**Data provided:**
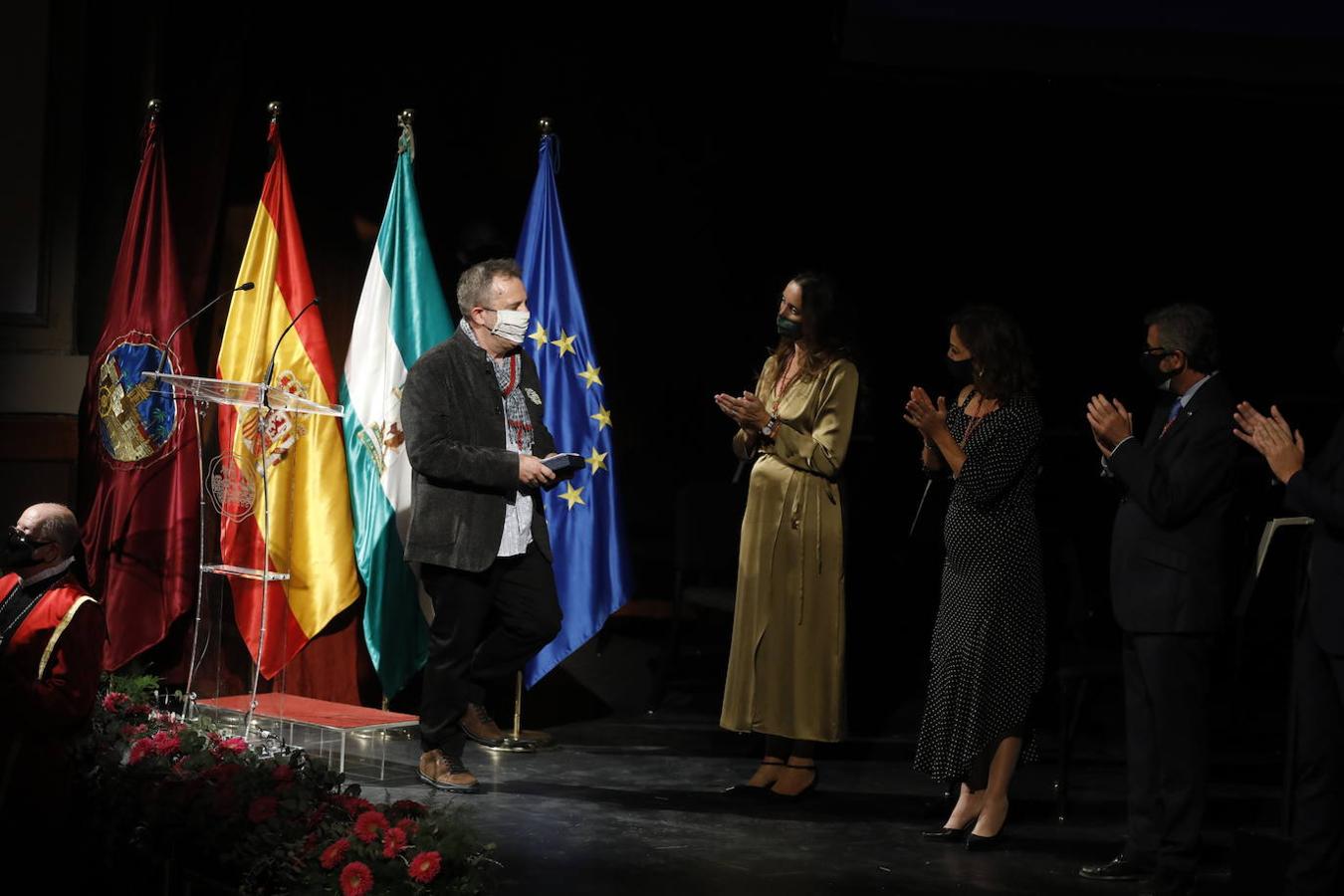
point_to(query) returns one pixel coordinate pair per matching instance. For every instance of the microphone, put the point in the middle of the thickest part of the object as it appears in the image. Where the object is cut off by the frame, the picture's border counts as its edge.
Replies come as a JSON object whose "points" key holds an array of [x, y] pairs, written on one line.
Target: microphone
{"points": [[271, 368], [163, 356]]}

==

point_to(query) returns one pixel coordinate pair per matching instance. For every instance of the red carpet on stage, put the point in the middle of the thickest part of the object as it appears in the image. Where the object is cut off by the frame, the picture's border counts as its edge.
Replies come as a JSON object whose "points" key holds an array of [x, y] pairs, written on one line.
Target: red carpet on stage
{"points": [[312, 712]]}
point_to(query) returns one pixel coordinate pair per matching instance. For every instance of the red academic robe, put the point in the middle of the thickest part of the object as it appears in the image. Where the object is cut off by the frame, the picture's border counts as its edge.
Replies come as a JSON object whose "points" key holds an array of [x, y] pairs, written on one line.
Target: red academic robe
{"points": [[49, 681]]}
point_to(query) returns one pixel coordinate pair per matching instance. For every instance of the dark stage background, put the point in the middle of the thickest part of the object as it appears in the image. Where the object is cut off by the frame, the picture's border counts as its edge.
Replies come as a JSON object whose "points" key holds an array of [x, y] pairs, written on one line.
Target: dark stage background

**Given problem:** Pull out every line in the entries above that contains the word "carpet" and copy each of those lines in full.

**Result of the task:**
point_to(query) returns one pixel coordinate pair per matching instance. For every instance of the red carpet on stage, put the point in the middle of the thickest part of the object as it appears in the image. Where the object is cut off by the frame, the picture's border counts as its edge.
Target: red carpet on stage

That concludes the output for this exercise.